* Aufgabenstellung:
Geben Sie den bereitgestellten Text von „Helden der Arbeit“ bis „zu zu schicken.“ wieder und benennen Sie dabei „Verleger“ in „Herausgeber“ um.

* Bereitgestellter Text:
┄┄┄┄┄┄┄┄┄┄
Magazin #29

Helden der Arbeit

Klappern gehört zum Handwerk. Das Sprichwort gilt besonders für Verleger, die derzeit laut für ihre Rechte als so genannte Werksvermittler trommeln. Dabei vergessen sie, wessen Werke sie eigentlich an den Leser bringen

Text – Stefan Niggemeier
Illustrationen – Jan Philipp Schwarz

Für die Bild Zeitung war es ein Geschenk. Das Zeit Magazin hatte am Tag zuvor ein langes Porträt über Günther Jauch veröffentlicht. Christoph Amend hatte den Fernsehmoderator besucht und ihm in einem ausführlichen Gespräch viele nachdenkliche Sätze über sich und seinen Beruf entlockt. Den Nachrichtenagenturen war es mehrere Meldungen wert; sie titelten: »Günther Jauch will kürzer treten« und »Günther Jauch: Weniger im TV«, und Die Zeit gab eine Pressemitteilung heraus mit mehreren Sätzen Jauchs aus dem Text und dem Angebot, Redaktionen das komplette Interview »für Zitierungen« gern zu zu schicken.
┄┄┄┄┄┄┄┄┄┄
* Auflistung:
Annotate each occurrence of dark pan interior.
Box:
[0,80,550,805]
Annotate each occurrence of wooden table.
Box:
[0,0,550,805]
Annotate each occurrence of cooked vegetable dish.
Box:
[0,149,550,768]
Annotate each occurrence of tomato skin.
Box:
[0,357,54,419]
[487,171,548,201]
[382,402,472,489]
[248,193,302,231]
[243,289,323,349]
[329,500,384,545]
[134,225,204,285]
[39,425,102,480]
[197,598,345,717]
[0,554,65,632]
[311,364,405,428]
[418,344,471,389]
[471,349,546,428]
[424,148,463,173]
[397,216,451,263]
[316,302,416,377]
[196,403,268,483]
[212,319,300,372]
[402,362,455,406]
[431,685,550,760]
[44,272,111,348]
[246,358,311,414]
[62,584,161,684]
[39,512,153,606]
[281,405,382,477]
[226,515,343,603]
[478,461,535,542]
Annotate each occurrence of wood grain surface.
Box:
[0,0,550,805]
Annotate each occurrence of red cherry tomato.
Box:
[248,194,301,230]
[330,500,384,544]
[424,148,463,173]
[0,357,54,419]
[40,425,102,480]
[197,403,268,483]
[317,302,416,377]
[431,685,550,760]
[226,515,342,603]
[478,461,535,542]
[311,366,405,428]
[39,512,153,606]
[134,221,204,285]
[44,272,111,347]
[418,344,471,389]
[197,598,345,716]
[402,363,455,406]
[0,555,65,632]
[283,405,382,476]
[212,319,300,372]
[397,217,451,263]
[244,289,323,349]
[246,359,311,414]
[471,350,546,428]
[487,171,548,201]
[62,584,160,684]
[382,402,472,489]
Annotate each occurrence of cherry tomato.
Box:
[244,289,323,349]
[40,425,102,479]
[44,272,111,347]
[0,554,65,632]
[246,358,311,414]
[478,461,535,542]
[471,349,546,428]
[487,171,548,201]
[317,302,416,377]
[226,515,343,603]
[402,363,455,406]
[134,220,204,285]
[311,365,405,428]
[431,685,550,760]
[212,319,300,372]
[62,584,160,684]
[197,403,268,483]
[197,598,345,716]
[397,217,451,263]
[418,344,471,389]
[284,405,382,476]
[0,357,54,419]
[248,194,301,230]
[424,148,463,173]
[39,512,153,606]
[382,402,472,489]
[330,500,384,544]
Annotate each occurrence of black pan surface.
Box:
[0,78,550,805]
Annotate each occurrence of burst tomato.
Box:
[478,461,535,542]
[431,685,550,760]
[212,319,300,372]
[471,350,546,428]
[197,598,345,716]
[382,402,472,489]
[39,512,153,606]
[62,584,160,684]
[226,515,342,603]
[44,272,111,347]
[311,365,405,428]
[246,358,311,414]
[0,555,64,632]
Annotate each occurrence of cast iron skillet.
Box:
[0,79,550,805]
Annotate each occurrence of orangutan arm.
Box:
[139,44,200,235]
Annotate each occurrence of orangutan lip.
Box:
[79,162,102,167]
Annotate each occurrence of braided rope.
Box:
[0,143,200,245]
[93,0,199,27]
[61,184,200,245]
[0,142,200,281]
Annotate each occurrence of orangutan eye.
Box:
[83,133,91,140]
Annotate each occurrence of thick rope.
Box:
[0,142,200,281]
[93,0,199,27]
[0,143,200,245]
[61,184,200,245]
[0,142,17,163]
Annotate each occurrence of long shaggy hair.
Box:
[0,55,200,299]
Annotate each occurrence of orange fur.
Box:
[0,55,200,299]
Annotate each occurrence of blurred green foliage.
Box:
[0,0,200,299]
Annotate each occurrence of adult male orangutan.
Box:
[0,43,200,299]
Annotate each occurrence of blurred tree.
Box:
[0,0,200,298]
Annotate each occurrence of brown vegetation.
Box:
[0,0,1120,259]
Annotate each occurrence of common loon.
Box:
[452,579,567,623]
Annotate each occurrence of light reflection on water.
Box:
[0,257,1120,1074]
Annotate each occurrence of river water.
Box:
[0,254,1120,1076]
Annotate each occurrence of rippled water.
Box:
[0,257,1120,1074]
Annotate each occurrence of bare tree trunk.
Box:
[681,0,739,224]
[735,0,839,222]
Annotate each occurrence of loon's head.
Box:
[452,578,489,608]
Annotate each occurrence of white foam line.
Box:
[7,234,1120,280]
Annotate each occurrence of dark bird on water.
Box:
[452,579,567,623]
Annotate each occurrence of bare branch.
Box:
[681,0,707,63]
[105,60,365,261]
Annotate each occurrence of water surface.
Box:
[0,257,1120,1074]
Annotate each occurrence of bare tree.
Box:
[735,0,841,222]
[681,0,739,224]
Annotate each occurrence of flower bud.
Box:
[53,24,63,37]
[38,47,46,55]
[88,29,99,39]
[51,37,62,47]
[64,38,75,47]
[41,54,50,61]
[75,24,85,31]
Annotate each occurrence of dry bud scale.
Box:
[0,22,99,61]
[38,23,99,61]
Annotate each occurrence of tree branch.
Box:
┄┄┄┄┄┄┄┄┄┄
* Endergebnis:
Helden der Arbeit

Klappern gehört zum Handwerk. Das Sprichwort gilt besonders für Herausgeber, die derzeit laut für ihre Rechte als so genannte Werksvermittler trommeln. Dabei vergessen sie, wessen Werke sie eigentlich an den Leser bringen

Text – Stefan Niggemeier
Illustrationen – Jan Philipp Schwarz

Für die Bild Zeitung war es ein Geschenk. Das Zeit Magazin hatte am Tag zuvor ein langes Porträt über Günther Jauch veröffentlicht. Christoph Amend hatte den Fernsehmoderator besucht und ihm in einem ausführlichen Gespräch viele nachdenkliche Sätze über sich und seinen Beruf entlockt. Den Nachrichtenagenturen war es mehrere Meldungen wert; sie titelten: »Günther Jauch will kürzer treten« und »Günther Jauch: Weniger im TV«, und Die Zeit gab eine Pressemitteilung heraus mit mehreren Sätzen Jauchs aus dem Text und dem Angebot, Redaktionen das komplette Interview »für Zitierungen« gern zu zu schicken.